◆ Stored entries
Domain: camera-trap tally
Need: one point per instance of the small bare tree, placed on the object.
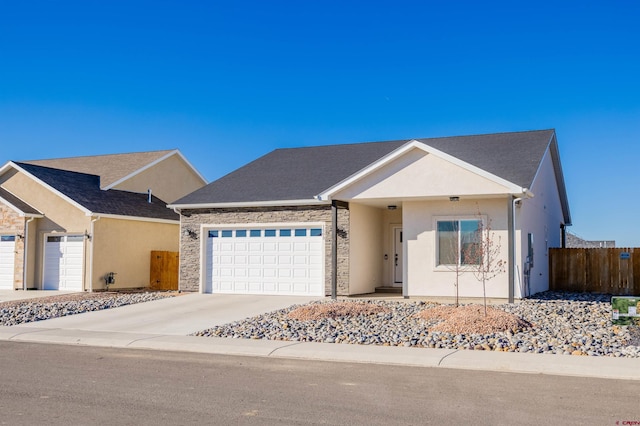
(484, 256)
(451, 252)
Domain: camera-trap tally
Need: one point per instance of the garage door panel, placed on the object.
(7, 261)
(265, 261)
(269, 247)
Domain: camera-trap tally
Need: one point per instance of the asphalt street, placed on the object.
(60, 384)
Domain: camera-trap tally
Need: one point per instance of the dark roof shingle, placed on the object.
(302, 173)
(18, 203)
(85, 190)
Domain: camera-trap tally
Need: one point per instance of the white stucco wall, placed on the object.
(365, 249)
(540, 216)
(423, 277)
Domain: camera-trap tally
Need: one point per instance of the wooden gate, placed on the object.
(164, 270)
(599, 270)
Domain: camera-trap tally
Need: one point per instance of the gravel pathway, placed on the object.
(561, 323)
(23, 311)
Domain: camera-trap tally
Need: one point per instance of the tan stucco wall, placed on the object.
(365, 249)
(418, 174)
(168, 180)
(390, 220)
(424, 278)
(124, 247)
(540, 216)
(11, 223)
(60, 217)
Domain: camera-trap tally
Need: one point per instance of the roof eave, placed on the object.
(153, 163)
(86, 211)
(275, 203)
(328, 193)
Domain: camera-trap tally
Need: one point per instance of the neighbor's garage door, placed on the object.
(7, 261)
(269, 260)
(63, 262)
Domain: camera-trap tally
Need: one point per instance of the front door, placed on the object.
(397, 257)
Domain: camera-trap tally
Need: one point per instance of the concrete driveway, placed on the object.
(180, 315)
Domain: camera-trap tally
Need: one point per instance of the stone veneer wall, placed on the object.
(192, 219)
(12, 224)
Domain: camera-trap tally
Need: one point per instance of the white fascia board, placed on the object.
(17, 210)
(515, 189)
(276, 203)
(153, 163)
(8, 165)
(74, 203)
(136, 218)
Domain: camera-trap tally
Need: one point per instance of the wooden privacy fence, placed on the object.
(164, 270)
(598, 270)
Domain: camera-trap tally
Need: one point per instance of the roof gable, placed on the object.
(16, 204)
(111, 168)
(83, 190)
(300, 174)
(291, 174)
(417, 171)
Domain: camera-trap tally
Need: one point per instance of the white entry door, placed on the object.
(397, 257)
(286, 260)
(7, 261)
(63, 262)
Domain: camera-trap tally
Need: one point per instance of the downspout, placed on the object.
(513, 270)
(24, 254)
(334, 250)
(91, 241)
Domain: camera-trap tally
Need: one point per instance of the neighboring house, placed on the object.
(573, 241)
(66, 223)
(268, 227)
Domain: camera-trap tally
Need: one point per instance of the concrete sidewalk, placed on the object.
(164, 325)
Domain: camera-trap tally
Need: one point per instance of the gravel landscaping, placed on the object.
(549, 322)
(23, 311)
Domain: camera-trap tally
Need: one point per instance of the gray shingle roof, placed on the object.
(110, 167)
(85, 190)
(302, 173)
(18, 203)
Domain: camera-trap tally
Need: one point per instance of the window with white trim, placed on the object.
(456, 240)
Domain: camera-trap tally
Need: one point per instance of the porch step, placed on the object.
(388, 289)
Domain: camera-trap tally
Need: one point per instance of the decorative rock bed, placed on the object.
(29, 310)
(552, 323)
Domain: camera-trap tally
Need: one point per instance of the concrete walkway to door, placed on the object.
(180, 315)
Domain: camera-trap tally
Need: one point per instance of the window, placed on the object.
(457, 240)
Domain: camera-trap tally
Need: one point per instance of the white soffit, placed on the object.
(414, 144)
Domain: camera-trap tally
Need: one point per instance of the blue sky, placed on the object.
(226, 82)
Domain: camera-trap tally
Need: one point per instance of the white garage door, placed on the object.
(7, 261)
(269, 260)
(63, 260)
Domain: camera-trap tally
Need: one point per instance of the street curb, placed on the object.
(507, 362)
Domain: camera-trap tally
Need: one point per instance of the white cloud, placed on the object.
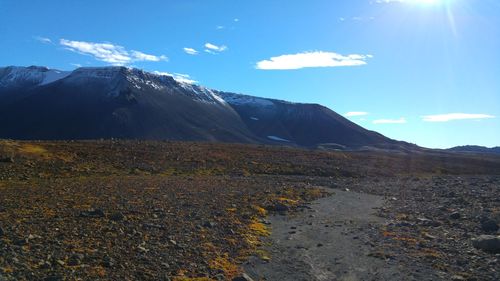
(44, 40)
(179, 77)
(355, 113)
(455, 116)
(107, 52)
(312, 59)
(389, 1)
(390, 121)
(190, 51)
(140, 56)
(211, 48)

◆ Short exercise
Write out the records above exactly as they appear, leaving out any pictures.

◆ Full output
Domain: camera-trap tally
Need: one point per instance of the small bare tree, placed on the object.
(484, 256)
(451, 252)
Domain: camera-trap tally
Need: one point per instance of the garage door panel, placed on the object.
(7, 261)
(265, 261)
(269, 247)
Domain: camera-trap tally
Need: one point per instance of the asphalt street, placed on the object.
(60, 384)
Domain: camera-trap tally
Need: one point per instance of the dark roof shingle, placed on the object.
(302, 173)
(18, 203)
(85, 190)
Domain: camera-trap tally
Need: one point per instance of the white stucco wall, placed on the object.
(365, 249)
(540, 216)
(423, 277)
Domain: camera-trap tally
Need: one point per instance of the wooden gate, placed on the object.
(164, 270)
(599, 270)
Domain: camera-trap tally
Need: one point per instance of the gravel pathway, placed on the object.
(561, 323)
(23, 311)
Domain: camera-trap tally
Need: one point per instance of the tan stucco wall, placed on the object.
(365, 249)
(418, 174)
(168, 180)
(390, 220)
(424, 278)
(124, 247)
(540, 216)
(11, 223)
(60, 217)
Domain: camera-trap tally
Need: one point per instance of the roof eave, placed on the object.
(153, 163)
(86, 211)
(275, 203)
(328, 193)
Domain: camera-trap tally
Need: one point per instance of the neighbor's garage door, placed on the object.
(7, 261)
(269, 260)
(63, 262)
Domain: camera-trap tally
Need: one point per instance of the front door, placed on the object.
(397, 257)
Domain: camera-trap tally
Need: one point per instance of the concrete driveway, placed on the object.
(180, 315)
Domain: camera-trap tally
Need: one point per instance of the stone veneer wall, placed on the object.
(192, 219)
(12, 224)
Domain: camera-trap tally
Need: one point per instance of the white fascia board, placed on the object.
(17, 210)
(515, 189)
(276, 203)
(153, 163)
(8, 165)
(74, 203)
(136, 218)
Domain: camera-trap tally
Need: one point per instance of the wooden privacy fence, placed on the object.
(164, 270)
(598, 270)
Domain: camera-trap tally
Need: one point per instance of the roof gable, placed on the object.
(16, 204)
(111, 168)
(83, 190)
(300, 174)
(291, 174)
(417, 171)
Domain: camera-trap tally
Need: one point per instance of the white entry door, placed on the object.
(397, 257)
(286, 260)
(7, 261)
(63, 262)
Domain: camera-trap tally
Need: one point per instance of the downspout, placed on the object.
(513, 270)
(24, 254)
(334, 250)
(91, 241)
Domain: camera-trap tally
Need: one point per instance of the neighboring house, placed on the object.
(573, 241)
(66, 223)
(268, 227)
Domain: camera-trap tally
Need: one point per instance of the concrete sidewalk, placed on the object.
(164, 325)
Domain: camera-trap tally
Need: one point per instance of the gravel landscaping, placed on the object.
(549, 322)
(23, 311)
Domain: camera-trap tally
Need: one point per instance of the gray shingle roof, placed on the object.
(110, 167)
(85, 190)
(302, 173)
(18, 203)
Domain: camera-trap tally
Need: one point per instance of the window with white trim, placed on the object.
(456, 240)
Domain: camera-trap tally
Need: one point per instance of the porch step, placed on the object.
(388, 289)
Domain: camera-trap tally
Need: one point per instance of the decorative rock bed, placed on the object.
(29, 310)
(552, 323)
Domain: camera-trap tally
Need: one point per instance of the concrete walkway to door, placed on the object.
(180, 315)
Domain: camera-trap tally
Need: one point per instance of the window, placed on the object.
(457, 240)
Domain: camera-trap tally
Need: one point per instance of the white soffit, placed on the object.
(414, 144)
Domain: camera-trap tally
Need: one point per instance of the blue sky, placed on the object.
(226, 82)
Domain: camera-trap tally
Need: one point per instance of the white garage door, placed on the object.
(7, 261)
(269, 260)
(63, 260)
Domain: camera-trap tally
Need: one point per instance of the street curb, placed on the object.
(507, 362)
Domain: camera-trap tally
Need: one point per instance of the white cloud, placed on the object.
(44, 40)
(179, 77)
(355, 113)
(455, 116)
(107, 52)
(312, 59)
(389, 1)
(390, 121)
(190, 51)
(140, 56)
(211, 48)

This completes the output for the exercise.